Faithfully return all lines, omitting every embedded picture.

━━ INPUT RECORDS ━━

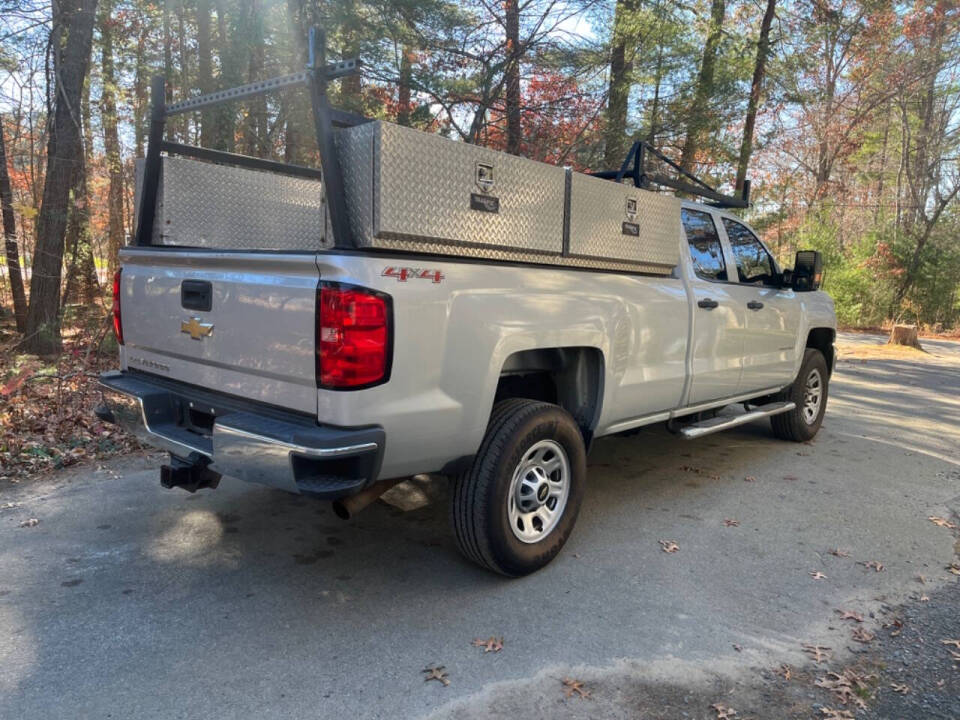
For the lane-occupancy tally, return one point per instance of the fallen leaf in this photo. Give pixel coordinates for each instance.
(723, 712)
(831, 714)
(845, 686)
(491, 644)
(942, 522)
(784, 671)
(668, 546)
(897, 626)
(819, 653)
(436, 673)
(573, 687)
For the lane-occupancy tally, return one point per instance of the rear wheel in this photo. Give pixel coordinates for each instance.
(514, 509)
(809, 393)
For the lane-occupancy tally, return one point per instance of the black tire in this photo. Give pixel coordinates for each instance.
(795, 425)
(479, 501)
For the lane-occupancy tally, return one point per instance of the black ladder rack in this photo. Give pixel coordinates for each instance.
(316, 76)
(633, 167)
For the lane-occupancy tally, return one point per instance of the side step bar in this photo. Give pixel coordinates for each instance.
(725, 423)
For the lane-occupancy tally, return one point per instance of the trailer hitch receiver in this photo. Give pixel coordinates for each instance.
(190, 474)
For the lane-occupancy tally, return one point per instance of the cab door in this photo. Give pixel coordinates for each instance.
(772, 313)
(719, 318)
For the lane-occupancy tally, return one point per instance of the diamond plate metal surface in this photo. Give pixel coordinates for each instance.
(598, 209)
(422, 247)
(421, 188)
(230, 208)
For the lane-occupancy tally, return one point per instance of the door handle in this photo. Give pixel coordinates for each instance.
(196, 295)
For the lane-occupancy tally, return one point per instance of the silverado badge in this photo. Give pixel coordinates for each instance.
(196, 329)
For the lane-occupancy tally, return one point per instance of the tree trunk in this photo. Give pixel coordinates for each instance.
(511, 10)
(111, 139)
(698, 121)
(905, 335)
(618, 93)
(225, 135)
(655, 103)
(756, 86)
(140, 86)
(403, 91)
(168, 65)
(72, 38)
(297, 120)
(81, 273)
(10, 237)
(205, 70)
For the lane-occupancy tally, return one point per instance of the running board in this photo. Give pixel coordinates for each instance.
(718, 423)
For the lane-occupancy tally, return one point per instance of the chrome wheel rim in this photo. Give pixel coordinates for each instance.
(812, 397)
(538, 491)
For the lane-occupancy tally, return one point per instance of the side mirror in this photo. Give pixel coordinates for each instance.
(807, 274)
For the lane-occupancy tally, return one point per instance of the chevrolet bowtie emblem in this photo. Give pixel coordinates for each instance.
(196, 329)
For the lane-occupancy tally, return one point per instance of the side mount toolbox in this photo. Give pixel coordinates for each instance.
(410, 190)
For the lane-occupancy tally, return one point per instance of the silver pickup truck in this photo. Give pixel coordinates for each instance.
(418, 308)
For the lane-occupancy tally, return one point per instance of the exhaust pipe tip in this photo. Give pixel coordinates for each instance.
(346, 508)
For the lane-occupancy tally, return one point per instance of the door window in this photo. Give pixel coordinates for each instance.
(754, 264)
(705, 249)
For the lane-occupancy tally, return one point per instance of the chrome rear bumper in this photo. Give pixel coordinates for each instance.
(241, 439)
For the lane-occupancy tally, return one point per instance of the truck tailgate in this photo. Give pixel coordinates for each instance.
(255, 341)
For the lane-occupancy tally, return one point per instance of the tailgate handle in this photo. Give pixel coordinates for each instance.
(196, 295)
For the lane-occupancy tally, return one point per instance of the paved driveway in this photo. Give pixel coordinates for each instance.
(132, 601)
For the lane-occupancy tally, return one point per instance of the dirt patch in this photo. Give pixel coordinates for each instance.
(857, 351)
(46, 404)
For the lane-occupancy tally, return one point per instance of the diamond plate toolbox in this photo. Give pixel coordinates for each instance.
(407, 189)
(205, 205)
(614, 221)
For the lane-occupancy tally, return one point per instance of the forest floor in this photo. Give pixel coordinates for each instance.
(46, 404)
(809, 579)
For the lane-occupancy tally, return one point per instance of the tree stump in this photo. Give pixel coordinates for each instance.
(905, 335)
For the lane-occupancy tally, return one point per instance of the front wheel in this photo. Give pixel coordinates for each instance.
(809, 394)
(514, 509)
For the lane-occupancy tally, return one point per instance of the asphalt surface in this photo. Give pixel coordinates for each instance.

━━━

### RESPONSE FOR THIS EXERCISE
For the lane-occupancy tally, return one point per instance of the fallen leaf in this photo. Give pixel coordinates for each instance.
(723, 712)
(831, 714)
(845, 686)
(491, 644)
(942, 522)
(784, 671)
(668, 546)
(897, 626)
(819, 653)
(436, 673)
(573, 687)
For the lane-occupancy tally, return one point per instance of the rear wheel in this photo. Give pixel coordinates for each instance.
(514, 509)
(809, 393)
For the lane-occupancy tally, return one point per instance of the black tire in this photo. Give pixel coordinates for each instance.
(795, 425)
(479, 501)
For the lane-occupancy tally, return one point per instance of the black ladder rack in this photo. Give pixel coordinates for each instance.
(316, 76)
(633, 167)
For the lane-occupancy tally, return one point per instance of the side step bar in this photo. Give pixel coordinates for each instance.
(725, 423)
For the lane-occupancy tally, return one point per instance of the trailer hitch receiver in this photo. Give pixel coordinates for each instance.
(190, 474)
For the lane-occupancy tally, return one point per instance of the cab door in this photo. Give pixel coordinates for each instance.
(772, 313)
(719, 318)
For the lane-occupancy tally, return one point per instance of the diamond plate metal surface in this photo. Give pixel coordinates for each instance.
(598, 209)
(422, 247)
(421, 188)
(230, 208)
For the lane-occupancy tally, return one point per instance of the door handle in this photo. Give pixel coordinates for each instance.
(196, 295)
For the lane-occupancy tally, return one point per instance of the silverado badge in this photo. Give pixel coordinates for each instance.
(196, 329)
For the lane-occupancy tally, return one point per instance of the tree trunk in this photo. Give pixel coordinates for each instance.
(511, 10)
(111, 139)
(698, 121)
(905, 335)
(618, 93)
(225, 135)
(655, 103)
(756, 86)
(140, 86)
(403, 91)
(168, 65)
(72, 38)
(297, 120)
(81, 273)
(10, 237)
(205, 70)
For the lane-occupancy tally, return one point per instance of the running board in this photo. Give pixel coordinates for each instance.
(718, 423)
For the lane-occupancy tally, return one point per instance of the chrome wheel rim in this photo. Give pixel coordinates for each instance.
(812, 397)
(538, 491)
For the lane-occupancy tally, return one point per instance of the side mirror in this photo. Give pixel coordinates for each instance.
(807, 274)
For the lane-occupancy tally, return one point per instance of the chevrolet bowtie emblem in this photo. Give pixel coordinates for each instance.
(196, 329)
For the lane-occupancy tally, return one point per instance of the side mount toolbox in this photo. Give pixel coordinates for each instance.
(410, 190)
For the lane-occupancy tally, return one point per instance of the silver pickup truck in this photo. Give pixel coordinates for each instance.
(418, 308)
For the lane-occupancy tally, return one point per instance of the exhaust pipe tip in this photo. Give pixel coordinates for each instance.
(346, 508)
For the lane-occupancy tally, return one point per instance of the door window in this photo. Give pixel coordinates for each instance.
(754, 264)
(705, 249)
For the lane-occupancy tally, return one point per instance of the chrome rear bumper in this photo. Give pixel coordinates for each instance.
(241, 439)
For the lane-occupancy tally, return one point per instance of the truck tailgate in this photo. Give pixel coordinates for each instance.
(255, 341)
For the lane-occupancy tally, return one point per instance of the tailgate handle in this photo. Give pixel coordinates for each instance.
(196, 295)
For the lane-occupancy tally, return one point per instance of the paved driveway in this photo. Give pixel coordinates for each instance.
(132, 601)
For the lane-occupancy tally, return one point per instance of the dirt patch in this photo. Give pixel coordinates for each instance.
(857, 351)
(46, 404)
For the lane-occupancy tally, return one point per instance of the diamond plate toolbox in this photo. Give pixel coordinates for each instance.
(407, 189)
(205, 205)
(614, 221)
For the lane-occupancy tally, return one point per instance of the forest floor in this photo. Give pixel coordinates for each instance.
(46, 404)
(809, 579)
For the lane-occupancy tally, return one point per instance of the tree stump in this photo. Give pixel coordinates for each instance.
(905, 335)
For the lane-occupancy tally, return one point per instance of the front wheel in this photo. Give pixel coordinates for each instance.
(809, 394)
(514, 509)
For the lane-occupancy tally, return one point per instance of the asphalt surface in this photo. Give pixel coordinates for each instance.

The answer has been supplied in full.